What you are asked to do »
Write each line word for word, from the line that contains "# test: identify the white building" through the last line of the material below.

———

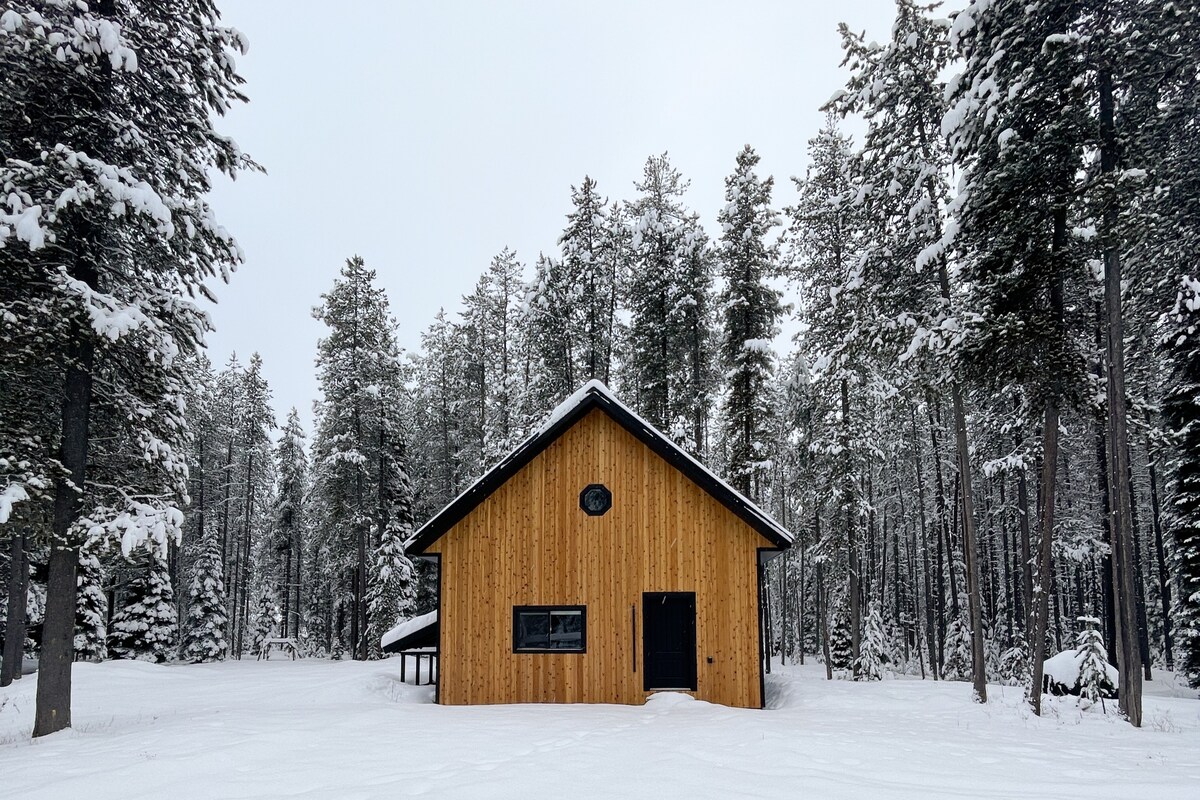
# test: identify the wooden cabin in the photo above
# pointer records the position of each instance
(599, 563)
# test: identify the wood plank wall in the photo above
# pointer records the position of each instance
(529, 543)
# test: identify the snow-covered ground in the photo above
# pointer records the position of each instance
(352, 732)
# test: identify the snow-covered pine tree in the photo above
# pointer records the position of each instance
(875, 654)
(393, 594)
(491, 310)
(751, 310)
(825, 244)
(1017, 124)
(439, 391)
(91, 608)
(841, 657)
(667, 349)
(291, 522)
(359, 367)
(551, 310)
(1093, 678)
(583, 247)
(1014, 665)
(1181, 416)
(145, 626)
(207, 624)
(904, 278)
(957, 657)
(255, 468)
(267, 621)
(108, 239)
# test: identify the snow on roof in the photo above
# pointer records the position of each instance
(597, 389)
(407, 627)
(600, 389)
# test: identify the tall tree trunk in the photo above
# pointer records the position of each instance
(15, 624)
(935, 663)
(1042, 601)
(856, 600)
(979, 667)
(823, 615)
(53, 711)
(1023, 507)
(1164, 582)
(244, 560)
(1139, 584)
(1128, 655)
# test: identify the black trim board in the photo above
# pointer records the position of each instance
(765, 554)
(468, 500)
(437, 684)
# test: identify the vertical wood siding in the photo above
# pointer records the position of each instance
(529, 543)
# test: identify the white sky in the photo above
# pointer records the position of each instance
(425, 137)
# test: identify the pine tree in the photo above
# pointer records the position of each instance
(826, 238)
(1017, 127)
(268, 618)
(205, 629)
(751, 310)
(957, 659)
(667, 352)
(1093, 677)
(841, 657)
(585, 246)
(875, 654)
(1014, 665)
(393, 593)
(289, 522)
(113, 173)
(1180, 414)
(91, 609)
(359, 444)
(145, 627)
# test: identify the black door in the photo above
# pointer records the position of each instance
(669, 639)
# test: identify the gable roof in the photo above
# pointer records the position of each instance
(594, 395)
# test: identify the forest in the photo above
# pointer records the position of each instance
(963, 368)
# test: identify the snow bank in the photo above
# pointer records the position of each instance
(316, 728)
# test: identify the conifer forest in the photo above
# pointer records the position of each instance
(963, 367)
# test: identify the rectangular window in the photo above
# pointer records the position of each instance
(550, 629)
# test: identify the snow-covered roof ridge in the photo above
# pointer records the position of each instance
(594, 394)
(407, 627)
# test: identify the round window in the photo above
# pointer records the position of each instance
(595, 499)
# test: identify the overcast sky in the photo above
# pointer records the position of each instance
(426, 137)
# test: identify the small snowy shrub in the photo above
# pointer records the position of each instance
(874, 656)
(1014, 665)
(145, 629)
(1093, 679)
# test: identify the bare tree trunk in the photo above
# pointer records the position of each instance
(1139, 584)
(1042, 601)
(1128, 656)
(823, 614)
(1023, 506)
(1164, 582)
(856, 607)
(15, 624)
(58, 627)
(979, 667)
(799, 606)
(935, 663)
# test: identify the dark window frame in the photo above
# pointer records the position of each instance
(547, 609)
(607, 499)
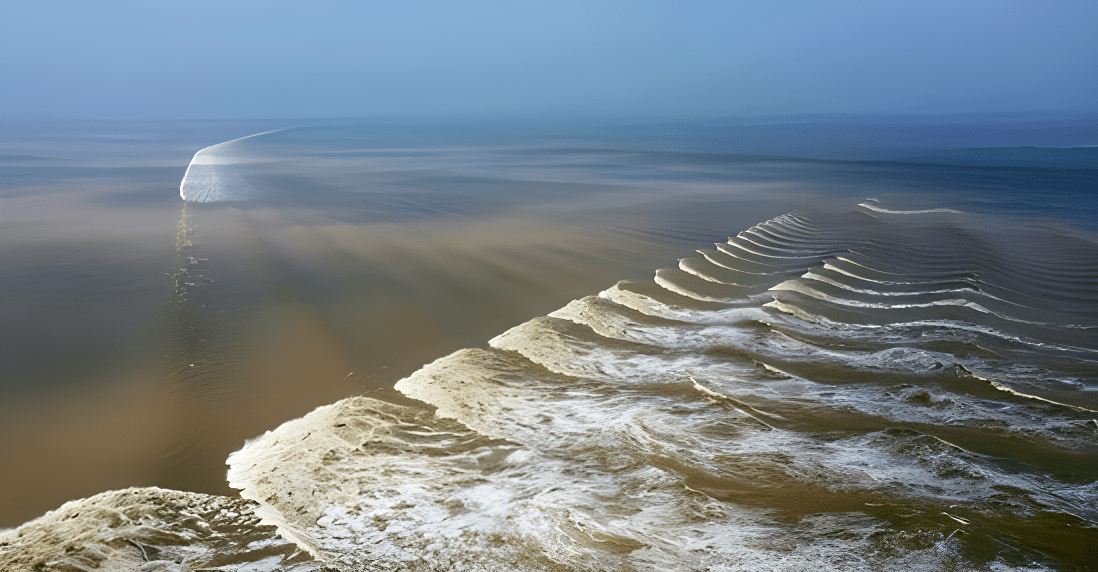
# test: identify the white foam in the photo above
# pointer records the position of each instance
(214, 174)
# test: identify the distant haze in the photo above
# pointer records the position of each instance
(675, 59)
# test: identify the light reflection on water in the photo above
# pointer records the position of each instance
(322, 291)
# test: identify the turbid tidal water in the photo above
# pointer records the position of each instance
(825, 345)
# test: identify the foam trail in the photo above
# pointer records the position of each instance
(214, 172)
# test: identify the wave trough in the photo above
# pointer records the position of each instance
(842, 391)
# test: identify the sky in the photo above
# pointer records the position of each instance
(248, 59)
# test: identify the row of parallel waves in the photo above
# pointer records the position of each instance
(872, 390)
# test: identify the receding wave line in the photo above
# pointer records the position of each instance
(886, 211)
(701, 422)
(213, 174)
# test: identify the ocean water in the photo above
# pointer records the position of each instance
(563, 347)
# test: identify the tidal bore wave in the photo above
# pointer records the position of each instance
(871, 390)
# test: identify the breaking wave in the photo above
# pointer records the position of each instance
(763, 405)
(217, 172)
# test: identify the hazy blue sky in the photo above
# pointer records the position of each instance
(200, 59)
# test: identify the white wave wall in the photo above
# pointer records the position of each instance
(216, 174)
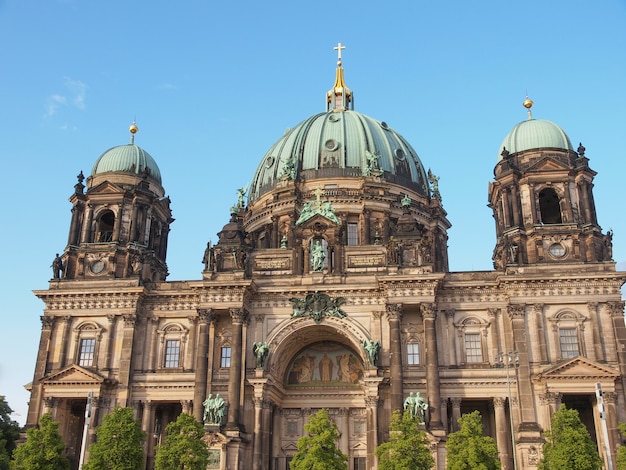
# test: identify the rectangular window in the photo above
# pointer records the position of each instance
(353, 234)
(172, 353)
(473, 349)
(87, 352)
(569, 342)
(413, 354)
(225, 358)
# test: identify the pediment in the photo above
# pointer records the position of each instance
(578, 368)
(74, 375)
(548, 164)
(318, 219)
(106, 187)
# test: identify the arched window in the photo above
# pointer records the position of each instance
(87, 336)
(549, 207)
(106, 222)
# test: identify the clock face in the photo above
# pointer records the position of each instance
(557, 250)
(97, 266)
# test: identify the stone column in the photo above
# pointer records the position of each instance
(40, 369)
(109, 341)
(238, 316)
(598, 343)
(432, 365)
(126, 359)
(616, 310)
(503, 433)
(456, 413)
(186, 406)
(451, 337)
(189, 353)
(65, 340)
(541, 332)
(610, 398)
(257, 455)
(394, 315)
(50, 405)
(153, 338)
(528, 424)
(372, 430)
(147, 424)
(199, 393)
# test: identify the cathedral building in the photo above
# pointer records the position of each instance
(329, 288)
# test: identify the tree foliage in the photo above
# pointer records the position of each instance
(118, 444)
(9, 433)
(568, 444)
(183, 447)
(468, 449)
(407, 446)
(318, 450)
(43, 449)
(620, 463)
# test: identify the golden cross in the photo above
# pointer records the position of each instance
(339, 48)
(318, 194)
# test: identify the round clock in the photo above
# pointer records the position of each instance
(557, 250)
(97, 266)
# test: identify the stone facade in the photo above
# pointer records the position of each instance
(543, 328)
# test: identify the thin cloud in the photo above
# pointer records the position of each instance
(165, 86)
(76, 92)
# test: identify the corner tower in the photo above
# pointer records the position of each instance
(120, 225)
(542, 199)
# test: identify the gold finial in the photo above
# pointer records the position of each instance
(133, 129)
(339, 47)
(528, 103)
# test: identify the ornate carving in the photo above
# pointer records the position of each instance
(428, 311)
(47, 322)
(616, 309)
(238, 315)
(516, 311)
(317, 305)
(394, 311)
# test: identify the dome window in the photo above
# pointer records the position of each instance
(399, 153)
(331, 145)
(106, 223)
(549, 206)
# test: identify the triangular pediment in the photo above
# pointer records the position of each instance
(73, 375)
(547, 164)
(578, 368)
(105, 187)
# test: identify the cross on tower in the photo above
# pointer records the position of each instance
(318, 195)
(339, 48)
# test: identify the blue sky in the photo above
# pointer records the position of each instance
(213, 84)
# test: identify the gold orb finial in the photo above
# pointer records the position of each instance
(528, 103)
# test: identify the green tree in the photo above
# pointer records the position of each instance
(43, 449)
(620, 463)
(9, 433)
(318, 450)
(568, 444)
(183, 447)
(118, 443)
(468, 449)
(407, 446)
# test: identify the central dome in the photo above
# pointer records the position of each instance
(340, 143)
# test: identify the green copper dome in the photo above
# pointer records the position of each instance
(534, 134)
(127, 159)
(340, 144)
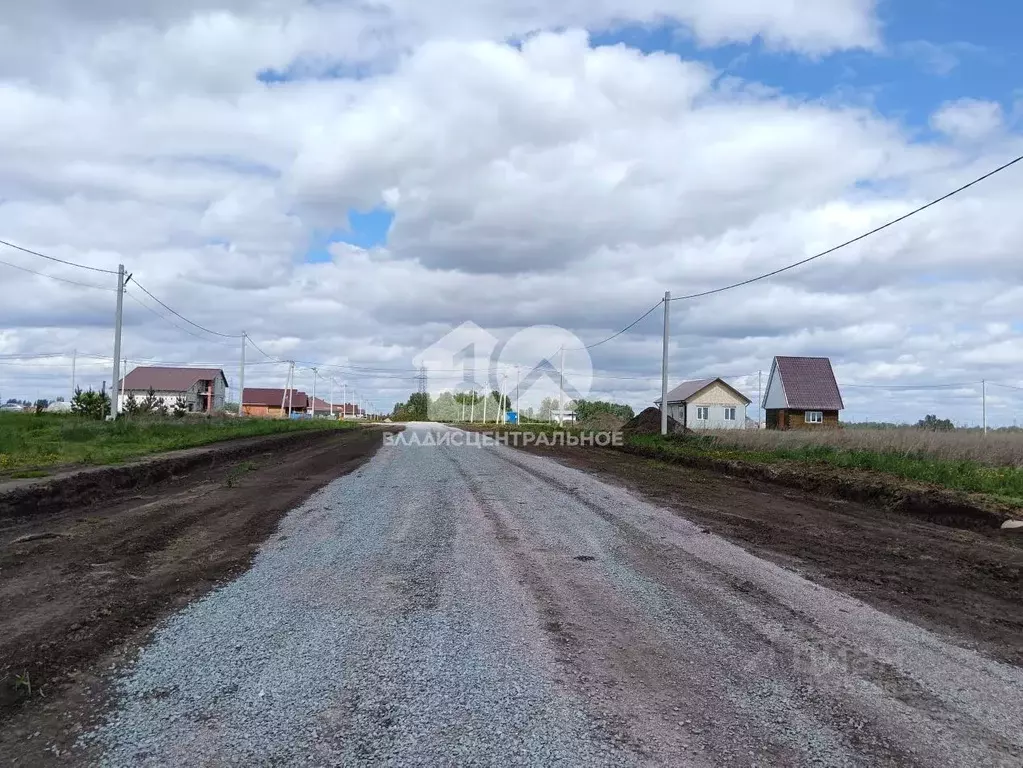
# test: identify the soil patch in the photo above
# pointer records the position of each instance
(965, 584)
(604, 422)
(79, 582)
(649, 422)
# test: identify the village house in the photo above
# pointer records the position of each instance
(802, 394)
(707, 404)
(203, 390)
(273, 403)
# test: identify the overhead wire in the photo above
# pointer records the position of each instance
(58, 261)
(59, 279)
(863, 236)
(142, 304)
(179, 315)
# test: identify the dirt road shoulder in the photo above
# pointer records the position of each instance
(961, 583)
(127, 548)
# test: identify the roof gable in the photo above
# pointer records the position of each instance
(808, 384)
(169, 379)
(272, 397)
(687, 390)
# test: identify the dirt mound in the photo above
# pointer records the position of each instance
(603, 422)
(649, 422)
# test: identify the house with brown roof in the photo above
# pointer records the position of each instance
(707, 404)
(802, 394)
(203, 390)
(273, 403)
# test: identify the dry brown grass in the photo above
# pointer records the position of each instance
(994, 449)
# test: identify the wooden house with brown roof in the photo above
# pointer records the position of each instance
(802, 394)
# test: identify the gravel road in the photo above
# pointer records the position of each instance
(464, 605)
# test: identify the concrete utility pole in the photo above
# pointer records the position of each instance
(664, 366)
(241, 378)
(315, 376)
(117, 340)
(983, 402)
(561, 392)
(518, 380)
(291, 389)
(760, 399)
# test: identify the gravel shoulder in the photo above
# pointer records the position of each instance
(78, 584)
(462, 605)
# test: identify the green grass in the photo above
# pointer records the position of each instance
(971, 477)
(30, 442)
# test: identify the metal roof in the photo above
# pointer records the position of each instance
(809, 384)
(169, 379)
(686, 390)
(257, 396)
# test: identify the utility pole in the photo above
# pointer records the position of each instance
(561, 391)
(518, 380)
(117, 340)
(291, 389)
(241, 378)
(664, 366)
(983, 402)
(760, 399)
(315, 376)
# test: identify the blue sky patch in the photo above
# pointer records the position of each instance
(934, 51)
(366, 230)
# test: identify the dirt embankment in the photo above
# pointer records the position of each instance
(962, 583)
(90, 560)
(971, 512)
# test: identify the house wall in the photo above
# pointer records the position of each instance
(781, 418)
(165, 397)
(196, 395)
(269, 411)
(774, 394)
(715, 398)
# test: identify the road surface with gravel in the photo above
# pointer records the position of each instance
(453, 604)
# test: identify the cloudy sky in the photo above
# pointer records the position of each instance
(349, 180)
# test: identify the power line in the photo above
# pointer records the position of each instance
(54, 277)
(178, 314)
(58, 261)
(256, 347)
(627, 328)
(874, 231)
(912, 387)
(140, 303)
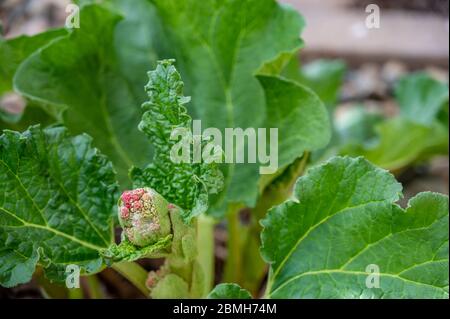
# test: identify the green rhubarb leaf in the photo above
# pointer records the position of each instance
(78, 78)
(126, 251)
(229, 291)
(220, 45)
(421, 98)
(417, 142)
(185, 184)
(343, 222)
(57, 196)
(418, 133)
(325, 77)
(299, 115)
(14, 51)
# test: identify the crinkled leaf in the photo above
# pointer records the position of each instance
(185, 184)
(220, 45)
(343, 219)
(421, 98)
(126, 251)
(57, 196)
(78, 79)
(229, 291)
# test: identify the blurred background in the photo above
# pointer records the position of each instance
(413, 36)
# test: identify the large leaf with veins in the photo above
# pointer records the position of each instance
(343, 219)
(220, 46)
(79, 79)
(57, 198)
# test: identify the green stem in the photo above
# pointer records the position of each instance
(134, 273)
(205, 249)
(233, 265)
(274, 193)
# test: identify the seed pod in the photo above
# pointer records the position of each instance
(144, 216)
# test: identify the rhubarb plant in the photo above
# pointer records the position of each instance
(344, 236)
(65, 187)
(59, 194)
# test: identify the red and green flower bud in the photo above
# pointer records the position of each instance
(144, 216)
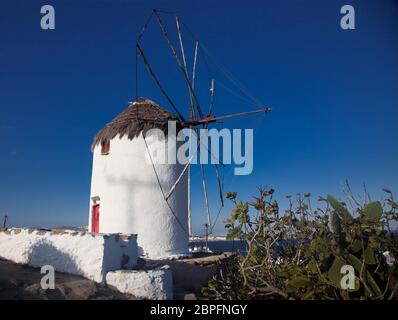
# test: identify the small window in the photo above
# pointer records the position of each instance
(105, 147)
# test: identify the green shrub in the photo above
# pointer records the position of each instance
(300, 254)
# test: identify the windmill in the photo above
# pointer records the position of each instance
(197, 117)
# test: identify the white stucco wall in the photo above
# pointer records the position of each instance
(156, 284)
(81, 253)
(131, 201)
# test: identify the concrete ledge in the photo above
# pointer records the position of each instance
(155, 284)
(80, 253)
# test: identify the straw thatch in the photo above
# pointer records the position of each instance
(139, 117)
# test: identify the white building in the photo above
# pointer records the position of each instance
(125, 193)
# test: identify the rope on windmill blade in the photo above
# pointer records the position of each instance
(161, 189)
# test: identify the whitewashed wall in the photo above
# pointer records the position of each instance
(156, 284)
(81, 253)
(131, 201)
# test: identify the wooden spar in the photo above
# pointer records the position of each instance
(163, 29)
(179, 178)
(204, 183)
(194, 64)
(212, 96)
(191, 117)
(158, 83)
(215, 119)
(184, 58)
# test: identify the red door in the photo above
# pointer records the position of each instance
(95, 219)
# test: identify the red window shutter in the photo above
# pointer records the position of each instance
(105, 147)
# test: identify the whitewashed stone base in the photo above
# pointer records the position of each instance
(80, 253)
(155, 284)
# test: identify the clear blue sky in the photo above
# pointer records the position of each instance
(334, 95)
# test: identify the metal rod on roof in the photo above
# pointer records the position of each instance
(209, 119)
(158, 83)
(5, 221)
(179, 178)
(163, 29)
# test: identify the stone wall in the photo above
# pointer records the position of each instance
(80, 253)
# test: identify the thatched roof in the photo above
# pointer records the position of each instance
(140, 116)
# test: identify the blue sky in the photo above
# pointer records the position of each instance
(333, 92)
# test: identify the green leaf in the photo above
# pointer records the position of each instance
(370, 257)
(297, 283)
(335, 223)
(334, 272)
(357, 264)
(356, 246)
(233, 233)
(373, 211)
(339, 208)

———

Problem solution »
# test: identify the white building in the photo above
# pointer records the position of each instance
(125, 193)
# test: identify the rope on windmill blade in the photo above
# pointer records the position of each instance
(161, 189)
# test: identify the whitewashed wall in the photo above
# pointer records the position of each instance
(156, 284)
(81, 253)
(131, 201)
# test: identify the wooden spar in the photo above
# pointer records the position of each instance
(163, 29)
(179, 178)
(204, 183)
(194, 64)
(212, 96)
(191, 117)
(158, 83)
(215, 119)
(184, 58)
# test: identify the red door in the photo above
# pointer records the position of each instance
(95, 219)
# test: identify the red window shutter in the photo above
# pointer records the position of each instance
(105, 147)
# test: identify the whitewashed stone base in the photo above
# pointer records the position of each instance
(80, 253)
(155, 284)
# test: identify the clear blue sky in the photo above
# pointer records the position of each instance
(334, 95)
# test: identify the metal rod on roof in the photo above
# pointer records the position of each instance
(209, 119)
(158, 83)
(5, 221)
(179, 178)
(163, 29)
# test: identify the stone wall in the photo above
# pointer records the position of each instance
(80, 253)
# test: identify the thatched roof in the photo above
# pointer records the position of each instance
(140, 116)
# test: identify the blue sky in the photo above
# pointer records the position of each instance
(333, 92)
# test: identify the green leaf in the photo above
# pointer records the position of each instance
(370, 257)
(297, 283)
(335, 223)
(334, 272)
(357, 264)
(356, 246)
(233, 233)
(373, 211)
(339, 208)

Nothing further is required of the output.